### Excerpts from segmentation records
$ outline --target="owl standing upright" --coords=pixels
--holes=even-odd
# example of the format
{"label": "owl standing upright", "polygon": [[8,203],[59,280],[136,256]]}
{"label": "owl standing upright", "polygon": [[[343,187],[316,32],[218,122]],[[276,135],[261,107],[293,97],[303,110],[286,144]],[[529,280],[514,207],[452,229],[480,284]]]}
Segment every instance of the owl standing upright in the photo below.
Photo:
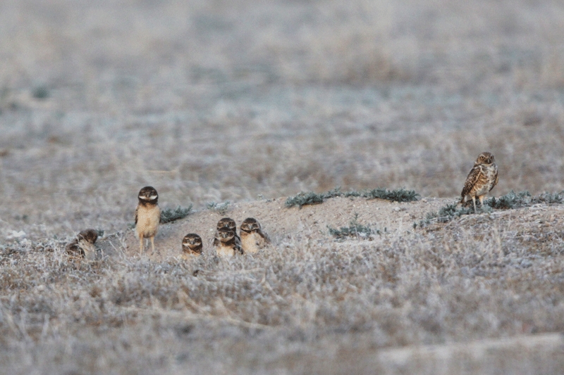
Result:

### YOUR TASK
Revise the records so that "every instance" reads "each instance", changing nothing else, and leave the pictures out of your version.

### OUTPUT FOR THIS TASK
$ outline --target="owl standing upright" --coords=pixels
--holes=even-odd
# example of the format
{"label": "owl standing upright", "polygon": [[8,203],[59,280],[136,256]]}
{"label": "owl standing upright", "polygon": [[[343,187],[316,32],[218,122]],[[276,135],[261,107],[293,97],[303,110],[286,144]],[[529,280],[514,207],[452,229],[480,284]]]}
Segment each instance of the owl standing upright in the photo below.
Photo:
Result:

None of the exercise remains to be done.